| Exercise objective |
Where the records below have a line with "electrical", that line is to be copied.

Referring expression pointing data
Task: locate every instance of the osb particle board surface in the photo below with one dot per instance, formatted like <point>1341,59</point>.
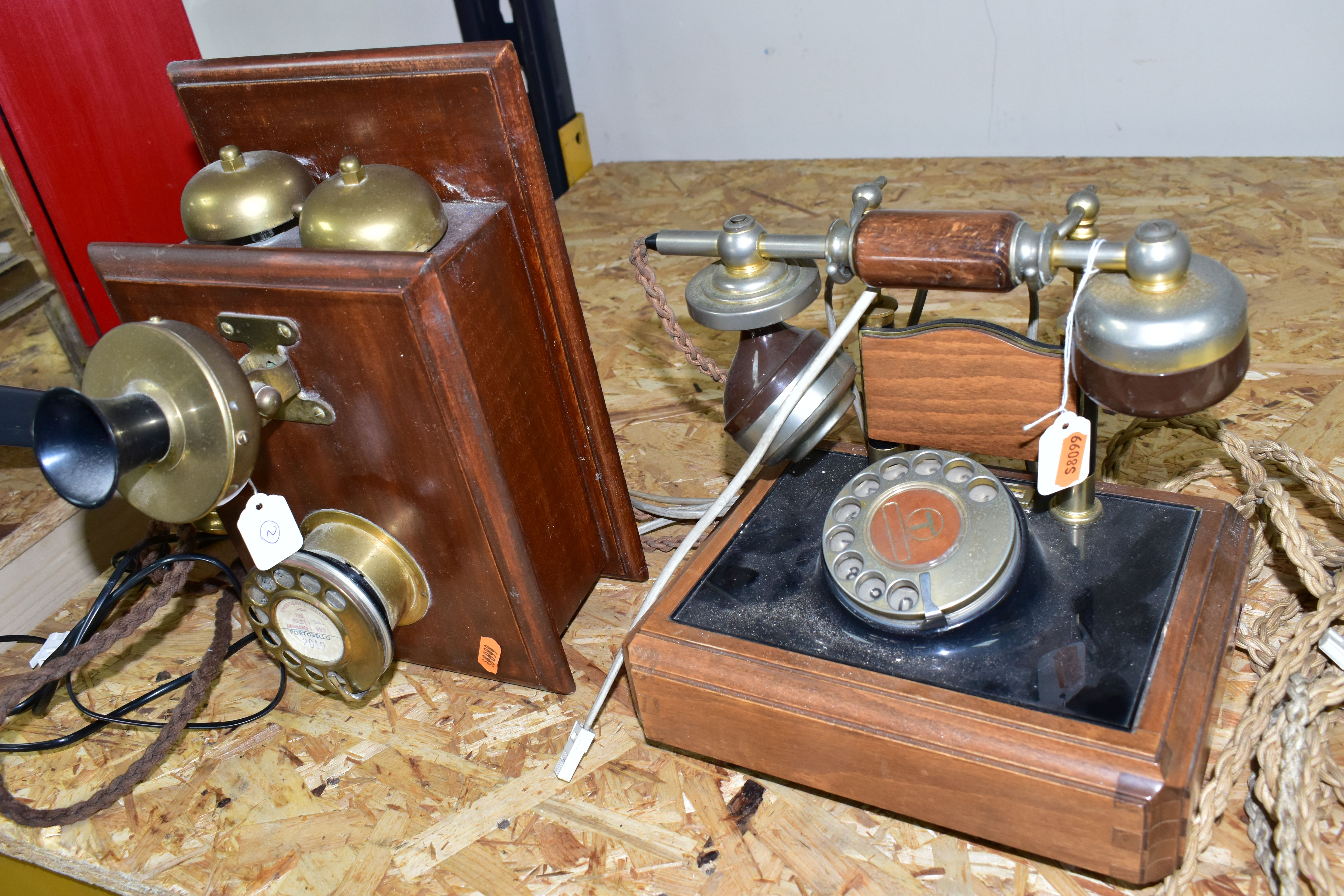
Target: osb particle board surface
<point>30,358</point>
<point>443,784</point>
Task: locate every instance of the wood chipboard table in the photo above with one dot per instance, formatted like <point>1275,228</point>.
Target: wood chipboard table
<point>443,784</point>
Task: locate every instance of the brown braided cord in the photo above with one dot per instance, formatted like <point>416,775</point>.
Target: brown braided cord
<point>1291,741</point>
<point>659,300</point>
<point>14,688</point>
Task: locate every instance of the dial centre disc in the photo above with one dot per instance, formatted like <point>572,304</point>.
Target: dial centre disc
<point>916,527</point>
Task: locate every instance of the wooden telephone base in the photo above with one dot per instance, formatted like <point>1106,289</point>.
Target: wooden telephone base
<point>1084,737</point>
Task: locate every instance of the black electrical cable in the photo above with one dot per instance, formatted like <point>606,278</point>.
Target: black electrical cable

| Response to the task |
Task: locate every instance of the black electrical cable in the photo above with one dot per instance, formatted like <point>606,278</point>.
Target: black electrical cable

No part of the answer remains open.